**Exercise directions:** Using the entries below, return word for word the lines from the one containing "For every instance of the milk, the" up to and including the last.

**Exercise material:**
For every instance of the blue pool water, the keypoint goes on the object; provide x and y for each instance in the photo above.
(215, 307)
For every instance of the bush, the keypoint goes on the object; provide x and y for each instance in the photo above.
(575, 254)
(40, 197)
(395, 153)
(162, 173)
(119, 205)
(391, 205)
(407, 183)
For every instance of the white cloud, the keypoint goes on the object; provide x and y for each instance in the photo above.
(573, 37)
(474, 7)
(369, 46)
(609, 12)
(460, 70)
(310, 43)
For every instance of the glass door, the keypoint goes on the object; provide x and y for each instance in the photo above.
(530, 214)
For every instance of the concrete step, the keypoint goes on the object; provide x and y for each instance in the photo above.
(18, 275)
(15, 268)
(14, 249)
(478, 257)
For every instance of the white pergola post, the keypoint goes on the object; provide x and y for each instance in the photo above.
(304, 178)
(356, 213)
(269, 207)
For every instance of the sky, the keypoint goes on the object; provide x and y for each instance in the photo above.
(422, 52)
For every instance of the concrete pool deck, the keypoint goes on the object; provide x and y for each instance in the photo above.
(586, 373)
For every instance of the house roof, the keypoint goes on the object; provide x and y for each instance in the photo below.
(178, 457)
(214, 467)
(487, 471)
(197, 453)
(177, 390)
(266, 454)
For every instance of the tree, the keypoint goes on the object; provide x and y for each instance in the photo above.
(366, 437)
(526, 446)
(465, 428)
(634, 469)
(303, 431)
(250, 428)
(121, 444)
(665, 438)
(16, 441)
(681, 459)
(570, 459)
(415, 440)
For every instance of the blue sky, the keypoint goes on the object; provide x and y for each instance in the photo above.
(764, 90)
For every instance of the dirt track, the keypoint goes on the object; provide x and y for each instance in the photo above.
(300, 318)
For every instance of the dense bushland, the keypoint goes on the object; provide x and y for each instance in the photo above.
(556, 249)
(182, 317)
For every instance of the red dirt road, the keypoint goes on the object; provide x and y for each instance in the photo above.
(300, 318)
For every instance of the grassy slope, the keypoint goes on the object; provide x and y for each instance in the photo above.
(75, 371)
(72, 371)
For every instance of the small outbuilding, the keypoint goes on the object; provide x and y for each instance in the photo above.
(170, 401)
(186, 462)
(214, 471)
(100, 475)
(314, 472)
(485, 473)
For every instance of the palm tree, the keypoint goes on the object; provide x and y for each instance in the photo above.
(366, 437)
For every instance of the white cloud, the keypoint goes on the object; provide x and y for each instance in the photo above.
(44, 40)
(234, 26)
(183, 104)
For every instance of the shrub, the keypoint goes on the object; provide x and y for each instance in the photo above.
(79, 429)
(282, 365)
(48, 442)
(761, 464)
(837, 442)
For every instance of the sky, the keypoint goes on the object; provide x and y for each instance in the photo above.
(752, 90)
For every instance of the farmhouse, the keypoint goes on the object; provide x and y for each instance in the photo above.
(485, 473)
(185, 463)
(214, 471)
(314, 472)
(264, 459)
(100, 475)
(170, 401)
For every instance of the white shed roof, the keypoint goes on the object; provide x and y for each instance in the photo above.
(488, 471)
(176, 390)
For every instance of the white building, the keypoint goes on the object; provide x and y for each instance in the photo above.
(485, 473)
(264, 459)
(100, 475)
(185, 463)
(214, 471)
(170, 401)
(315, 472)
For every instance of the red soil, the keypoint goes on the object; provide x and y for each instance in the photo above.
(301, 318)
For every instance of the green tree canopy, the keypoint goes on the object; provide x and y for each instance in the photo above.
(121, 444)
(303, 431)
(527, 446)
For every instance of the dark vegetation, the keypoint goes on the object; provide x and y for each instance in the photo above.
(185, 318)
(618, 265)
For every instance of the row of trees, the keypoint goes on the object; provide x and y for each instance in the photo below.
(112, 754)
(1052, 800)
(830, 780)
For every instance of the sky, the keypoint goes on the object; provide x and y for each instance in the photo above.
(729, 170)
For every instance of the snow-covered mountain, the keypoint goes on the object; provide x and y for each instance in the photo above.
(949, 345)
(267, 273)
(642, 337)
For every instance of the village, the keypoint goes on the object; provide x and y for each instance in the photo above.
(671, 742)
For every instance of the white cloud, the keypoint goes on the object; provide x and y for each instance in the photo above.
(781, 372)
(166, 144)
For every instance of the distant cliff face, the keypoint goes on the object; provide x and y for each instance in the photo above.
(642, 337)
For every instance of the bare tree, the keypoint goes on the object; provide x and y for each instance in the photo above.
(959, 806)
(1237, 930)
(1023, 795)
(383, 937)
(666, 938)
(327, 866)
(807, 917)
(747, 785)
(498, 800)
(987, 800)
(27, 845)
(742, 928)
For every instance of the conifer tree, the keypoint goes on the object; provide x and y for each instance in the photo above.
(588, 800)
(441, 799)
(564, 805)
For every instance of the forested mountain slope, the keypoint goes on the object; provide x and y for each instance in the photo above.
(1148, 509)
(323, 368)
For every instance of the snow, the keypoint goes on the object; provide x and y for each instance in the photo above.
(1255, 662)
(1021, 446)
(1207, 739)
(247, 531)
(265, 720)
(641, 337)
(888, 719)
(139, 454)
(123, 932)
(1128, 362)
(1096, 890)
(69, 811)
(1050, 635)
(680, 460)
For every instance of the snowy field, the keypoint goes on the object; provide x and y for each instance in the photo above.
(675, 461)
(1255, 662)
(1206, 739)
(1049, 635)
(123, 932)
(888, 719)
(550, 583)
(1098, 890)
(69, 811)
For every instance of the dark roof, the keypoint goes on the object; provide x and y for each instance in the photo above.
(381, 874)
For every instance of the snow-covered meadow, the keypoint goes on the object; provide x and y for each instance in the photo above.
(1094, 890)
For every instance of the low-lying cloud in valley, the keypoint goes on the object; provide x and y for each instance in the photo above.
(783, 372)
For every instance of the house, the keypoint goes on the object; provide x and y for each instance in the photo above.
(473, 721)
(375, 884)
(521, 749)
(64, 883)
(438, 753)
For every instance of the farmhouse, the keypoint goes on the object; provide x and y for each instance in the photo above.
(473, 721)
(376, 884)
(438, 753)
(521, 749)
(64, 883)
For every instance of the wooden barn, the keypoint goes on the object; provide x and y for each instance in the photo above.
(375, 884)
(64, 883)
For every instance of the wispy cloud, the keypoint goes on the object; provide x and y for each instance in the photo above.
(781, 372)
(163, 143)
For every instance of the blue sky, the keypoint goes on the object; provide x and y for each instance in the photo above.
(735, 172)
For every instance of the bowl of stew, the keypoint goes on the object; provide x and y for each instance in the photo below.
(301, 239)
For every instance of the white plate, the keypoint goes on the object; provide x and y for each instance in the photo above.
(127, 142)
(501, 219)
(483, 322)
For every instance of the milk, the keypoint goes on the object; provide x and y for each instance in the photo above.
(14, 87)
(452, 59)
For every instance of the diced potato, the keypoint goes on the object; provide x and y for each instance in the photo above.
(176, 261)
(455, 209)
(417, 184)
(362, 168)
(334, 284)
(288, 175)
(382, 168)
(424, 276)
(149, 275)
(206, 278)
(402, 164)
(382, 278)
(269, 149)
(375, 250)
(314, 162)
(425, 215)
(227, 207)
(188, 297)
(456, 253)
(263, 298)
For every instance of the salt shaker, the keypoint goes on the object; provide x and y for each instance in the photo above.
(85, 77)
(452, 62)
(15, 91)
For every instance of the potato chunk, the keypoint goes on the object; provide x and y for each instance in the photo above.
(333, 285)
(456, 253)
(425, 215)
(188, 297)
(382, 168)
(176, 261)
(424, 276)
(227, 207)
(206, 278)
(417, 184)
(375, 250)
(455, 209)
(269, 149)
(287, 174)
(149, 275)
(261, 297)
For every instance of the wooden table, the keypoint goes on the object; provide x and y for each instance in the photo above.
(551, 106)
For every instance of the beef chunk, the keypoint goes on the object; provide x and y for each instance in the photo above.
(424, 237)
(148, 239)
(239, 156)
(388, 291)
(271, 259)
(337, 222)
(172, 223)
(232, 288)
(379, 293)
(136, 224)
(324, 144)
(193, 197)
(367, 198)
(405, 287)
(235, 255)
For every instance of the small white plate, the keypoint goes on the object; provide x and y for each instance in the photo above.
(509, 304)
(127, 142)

**Written response:**
For every instance of the milk, the keypoint goes on the object; provide x and y for each instance in the photo above.
(14, 87)
(452, 59)
For every instance of the diced potato, the keypoint goes on the object; provide x and y for each instance in the photo above.
(176, 261)
(455, 209)
(417, 184)
(362, 168)
(334, 284)
(288, 175)
(382, 168)
(424, 276)
(149, 275)
(206, 278)
(402, 164)
(382, 278)
(269, 149)
(375, 250)
(314, 162)
(425, 215)
(227, 207)
(188, 297)
(456, 253)
(263, 298)
For every instance of the salt shaker, the keypoint goes on the object; provide x and y for each instance in the photo above.
(85, 77)
(452, 62)
(15, 91)
For every instance of the potato chunk, the keypoint goes on the object; provide x and y for each instance in the photo above.
(333, 285)
(456, 253)
(425, 215)
(188, 297)
(382, 168)
(176, 261)
(424, 276)
(227, 207)
(206, 278)
(417, 184)
(375, 250)
(455, 209)
(269, 149)
(287, 174)
(149, 275)
(261, 297)
For every instance of the wooden table, the keypoint goes on the object; provide x and y for each instance in the photo above.
(551, 106)
For every instance of the beef chunk, the keypoint goes on the object; provide x and y for each instance in the photo above.
(424, 237)
(148, 239)
(239, 156)
(388, 291)
(271, 259)
(337, 222)
(172, 223)
(232, 288)
(379, 293)
(136, 224)
(324, 144)
(193, 197)
(367, 198)
(405, 287)
(235, 255)
For every instance of the small white plate, the keypoint goes on the object; provide x and y for each instance in the photo above.
(509, 304)
(127, 142)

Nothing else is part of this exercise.